» GIVEN EXERCISE: Write out each line exactly as it stands, please.
--------------------------------
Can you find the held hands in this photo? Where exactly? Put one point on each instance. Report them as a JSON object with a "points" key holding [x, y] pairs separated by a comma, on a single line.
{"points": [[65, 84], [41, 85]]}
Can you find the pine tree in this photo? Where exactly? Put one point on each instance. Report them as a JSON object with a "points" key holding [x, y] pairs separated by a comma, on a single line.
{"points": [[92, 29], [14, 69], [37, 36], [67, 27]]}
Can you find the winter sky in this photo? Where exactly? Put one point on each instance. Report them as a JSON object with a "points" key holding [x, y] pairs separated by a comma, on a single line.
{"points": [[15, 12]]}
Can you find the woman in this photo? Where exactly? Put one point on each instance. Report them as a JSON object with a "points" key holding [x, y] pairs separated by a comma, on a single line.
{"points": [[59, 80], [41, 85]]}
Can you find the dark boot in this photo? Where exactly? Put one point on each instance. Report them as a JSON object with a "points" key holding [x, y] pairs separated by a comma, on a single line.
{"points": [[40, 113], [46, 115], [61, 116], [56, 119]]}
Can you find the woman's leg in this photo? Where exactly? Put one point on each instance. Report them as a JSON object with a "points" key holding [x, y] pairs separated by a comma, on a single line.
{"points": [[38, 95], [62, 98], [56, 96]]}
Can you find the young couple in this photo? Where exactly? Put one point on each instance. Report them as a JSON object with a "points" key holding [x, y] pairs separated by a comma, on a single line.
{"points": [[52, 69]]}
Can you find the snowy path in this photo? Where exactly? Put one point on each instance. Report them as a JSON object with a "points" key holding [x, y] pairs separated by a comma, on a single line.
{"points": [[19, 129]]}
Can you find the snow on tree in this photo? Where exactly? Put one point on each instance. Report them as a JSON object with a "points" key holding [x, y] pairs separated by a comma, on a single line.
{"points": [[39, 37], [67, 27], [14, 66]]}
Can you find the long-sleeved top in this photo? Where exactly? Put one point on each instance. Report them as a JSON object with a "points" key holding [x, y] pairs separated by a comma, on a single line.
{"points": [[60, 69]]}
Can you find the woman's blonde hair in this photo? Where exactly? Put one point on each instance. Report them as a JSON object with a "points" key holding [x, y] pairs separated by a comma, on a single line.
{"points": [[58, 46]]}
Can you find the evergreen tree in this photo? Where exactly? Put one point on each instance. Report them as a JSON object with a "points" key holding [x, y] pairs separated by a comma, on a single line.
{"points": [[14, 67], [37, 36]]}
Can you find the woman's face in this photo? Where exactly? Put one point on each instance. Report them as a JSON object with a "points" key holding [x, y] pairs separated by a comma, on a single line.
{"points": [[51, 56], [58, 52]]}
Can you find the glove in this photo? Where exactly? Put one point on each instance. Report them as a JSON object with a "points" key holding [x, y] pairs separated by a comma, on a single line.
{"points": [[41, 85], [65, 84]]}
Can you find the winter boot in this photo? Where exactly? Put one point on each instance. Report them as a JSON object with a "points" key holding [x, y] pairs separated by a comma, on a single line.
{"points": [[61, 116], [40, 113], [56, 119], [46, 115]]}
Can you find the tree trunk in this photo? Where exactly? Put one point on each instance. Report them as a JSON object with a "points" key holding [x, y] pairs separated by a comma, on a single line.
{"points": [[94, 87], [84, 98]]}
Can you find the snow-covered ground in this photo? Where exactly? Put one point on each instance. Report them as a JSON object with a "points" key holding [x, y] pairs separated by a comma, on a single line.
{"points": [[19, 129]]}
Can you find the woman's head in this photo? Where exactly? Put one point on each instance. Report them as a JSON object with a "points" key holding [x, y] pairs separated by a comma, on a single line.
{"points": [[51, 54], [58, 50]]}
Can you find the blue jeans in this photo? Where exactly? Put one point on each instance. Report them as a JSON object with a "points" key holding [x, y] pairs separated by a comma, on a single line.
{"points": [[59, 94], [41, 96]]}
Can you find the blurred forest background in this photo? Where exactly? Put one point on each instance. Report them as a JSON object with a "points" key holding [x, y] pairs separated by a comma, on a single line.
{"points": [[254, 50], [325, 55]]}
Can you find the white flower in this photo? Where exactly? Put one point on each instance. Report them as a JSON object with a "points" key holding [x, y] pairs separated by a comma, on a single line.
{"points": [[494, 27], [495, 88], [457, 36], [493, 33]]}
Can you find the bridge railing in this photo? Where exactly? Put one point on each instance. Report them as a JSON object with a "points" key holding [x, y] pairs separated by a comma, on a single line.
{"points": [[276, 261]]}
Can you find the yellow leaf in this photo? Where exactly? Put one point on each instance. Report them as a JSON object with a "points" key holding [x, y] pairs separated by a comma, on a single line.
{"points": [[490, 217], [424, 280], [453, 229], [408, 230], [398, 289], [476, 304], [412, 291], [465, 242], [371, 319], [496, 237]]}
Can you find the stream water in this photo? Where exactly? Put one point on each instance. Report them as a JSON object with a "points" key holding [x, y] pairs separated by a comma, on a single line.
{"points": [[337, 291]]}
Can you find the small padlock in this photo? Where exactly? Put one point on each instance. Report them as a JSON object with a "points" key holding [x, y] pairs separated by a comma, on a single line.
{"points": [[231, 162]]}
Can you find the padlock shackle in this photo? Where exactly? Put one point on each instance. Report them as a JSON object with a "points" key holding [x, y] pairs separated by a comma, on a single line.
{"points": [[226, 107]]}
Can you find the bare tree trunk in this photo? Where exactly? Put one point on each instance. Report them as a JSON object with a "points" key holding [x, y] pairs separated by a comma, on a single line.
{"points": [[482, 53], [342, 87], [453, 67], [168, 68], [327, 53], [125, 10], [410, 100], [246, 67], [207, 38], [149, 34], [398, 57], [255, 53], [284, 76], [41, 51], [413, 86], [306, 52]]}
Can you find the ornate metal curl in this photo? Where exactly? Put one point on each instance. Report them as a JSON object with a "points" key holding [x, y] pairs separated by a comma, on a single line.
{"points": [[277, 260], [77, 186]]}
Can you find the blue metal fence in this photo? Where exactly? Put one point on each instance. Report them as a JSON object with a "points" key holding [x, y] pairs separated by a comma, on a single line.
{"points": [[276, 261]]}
--------------------------------
» WRITTEN REPLY:
Can you find the held hands in this photo? Where exactly? Put one point on each instance. Report them as a JSON object with a "points" key holding [x, y] pairs separated by a comma, on a single line.
{"points": [[65, 84], [41, 85]]}
Can you find the pine tree in this photo? Where exactly? Put one point on each instance. Report them as a JSON object with a "points" key holding [x, y] pairs separated by a comma, on a single line.
{"points": [[92, 29], [14, 69], [37, 36], [67, 27]]}
Can you find the winter sky in this photo? Where exactly? Put one point on each instance. Report them as a JSON object with a "points" key holding [x, y] pairs separated by a comma, on a single line.
{"points": [[15, 12]]}
Can you find the woman in this photo? Where exactly? Put one point on each instance. Report them as a JSON object with a "points" key holding [x, y] pairs separated by a comma, on a single line.
{"points": [[59, 80], [41, 85]]}
Can you find the dark boot in this photo? Where exactly? Put one point on each instance. Report them as a JSON object with a "points" key holding [x, y] pairs separated by a comma, on a single line.
{"points": [[40, 113], [46, 115], [61, 116], [56, 119]]}
Can you find the woman's leg in this photo? Where exactly? Put one point on each instance. Report them as a JSON object with a "points" key holding [x, y] pairs separated by a comma, on a single line.
{"points": [[38, 95], [62, 98], [56, 96]]}
Can you find the young couple in this photo? Where exactly? Put one point on each instance. Report them as a JSON object with a "points" key holding [x, y] pairs separated by a comma, on a single line.
{"points": [[52, 69]]}
Can you find the snowy path in this photo? Where exactly? Put one point on each instance. Report them as a JSON object with a "points" key holding [x, y] pairs separated by a comma, on a single line.
{"points": [[19, 129]]}
Can you find the snow on tree in this photo? Where exactly? Put one point on each instance. Report them as a JSON object with a "points" key holding [x, y] pairs separated by a comma, on a single line.
{"points": [[39, 37], [67, 27], [14, 66]]}
Can you find the long-sleeved top in this photo? Where exactly? Put one point on each instance. Report them as a JSON object with a "points" key holding [x, y] pairs separated by a comma, on a single line.
{"points": [[60, 69]]}
Can you find the woman's blonde hair in this photo? Where exactly? Put one point on each instance. Report them as a JSON object with a "points" key holding [x, y] pairs separated by a comma, on a single line.
{"points": [[58, 46]]}
Can you find the evergreen tree in this photo? Where exactly? Put one point on each instance. Report them as a JSON object with a "points" key holding [x, y] pairs separated by a comma, on a single line.
{"points": [[14, 67], [37, 36]]}
Can you find the woman's face in this photo? Where exactly? Put one point on each instance. Report them as a JSON object with a "points" key holding [x, y] pairs separated by a comma, on a single line.
{"points": [[51, 56], [58, 52]]}
Can you find the glove in this photo? Where exactly? Put one point on each instance. Report them as a JSON object with a "points" key holding [x, y] pairs separated by a comma, on a single line.
{"points": [[41, 85], [65, 84]]}
Can you find the winter boot in this photo? Where exactly? Put one point on each instance. Report them as a JSON object with a "points" key holding [x, y] pairs separated by a comma, on a single line.
{"points": [[61, 116], [40, 113], [56, 119], [46, 115]]}
Can you find the tree trunk in this photo? Where exactly? Put one point on each instance. Report them as a JSON object with a "points" key holding [x, y] pairs separated by a comma, on a single line.
{"points": [[94, 87], [84, 98]]}
Can you find the snow-covered ground in this photo? Where exactly? Put one point on each instance. Report them as a JSON object with a "points" key holding [x, y] pairs separated by a comma, on a single line.
{"points": [[19, 129]]}
Can you find the woman's head in this photo? Where exactly? Put one point on each instance. Report them as a JSON object with a "points" key holding [x, y] pairs separated by a comma, on a single line.
{"points": [[51, 54], [58, 50]]}
Can you find the blue jeans in this photo? Where exactly? Put one point on each instance. Report them as a JSON object with a "points" key holding [x, y] pairs separated by a comma, on a single line.
{"points": [[59, 94], [41, 96]]}
Can you find the blurred forest background in this photo? Where exactly? Put one point on each instance. Report them as a JSON object with a "points" key holding [x, y] pairs separated by a comma, on a single line.
{"points": [[254, 50], [325, 55]]}
Can you find the white flower in this photo? Where exactly? Put one point on each instance. Report them as a JSON object with a "points" key holding [x, y] pairs separated by a comma, on a single line.
{"points": [[494, 27], [495, 88], [457, 36], [493, 33]]}
Can you find the bridge railing in this photo? Where exactly? Put one point on each instance. Report them as a JSON object with a "points" key holding [x, y] pairs separated by a comma, on a single line.
{"points": [[276, 261]]}
Can you find the yellow leaf in this photo? Where exactly? Put one point on each instance. Report them as a JSON object with a "points" key holding [x, y] pairs separated by a comma, on a single line.
{"points": [[490, 217], [424, 280], [453, 229], [408, 230], [398, 289], [476, 304], [412, 291], [465, 242], [371, 319], [496, 237]]}
Can you find the stream water in this photo? Where exactly? Put one point on each instance. Report them as a JSON object with a "points" key holding [x, y] pairs separated by a comma, on a single line.
{"points": [[337, 291]]}
Can you find the small padlock in this photo? Where exactly? Put one point on each instance. Report them as a JSON object with a "points" key holding [x, y] pairs separated by a comma, on a single line.
{"points": [[231, 162]]}
Can you find the padlock shackle in this photo? Where exactly? Put one point on each instance. Report them as a JSON object with a "points" key holding [x, y] pairs separated by a comma, on a single line.
{"points": [[226, 107]]}
Can you find the bare tree trunk in this photo? Where exactly? Put one point on each instance. Report them as a JSON object with a "points" key holding [x, y] pairs separated by a comma, on a single line.
{"points": [[482, 53], [342, 87], [453, 67], [168, 68], [327, 53], [125, 10], [410, 100], [246, 67], [207, 38], [149, 34], [398, 57], [255, 53], [284, 76], [41, 51], [413, 86], [306, 52]]}
Can you find the ornate metal curl in this photo? Where exactly? Put one point on each instance. Report them as a JSON object with a "points" key holding [x, y] pairs separated by a comma, on a single line.
{"points": [[277, 260], [77, 186]]}
Can you find the blue metal fence in this photo? Where exactly? Put one point on each instance. Report them as a JSON object with a "points" key holding [x, y] pairs separated by a comma, on a single line.
{"points": [[276, 261]]}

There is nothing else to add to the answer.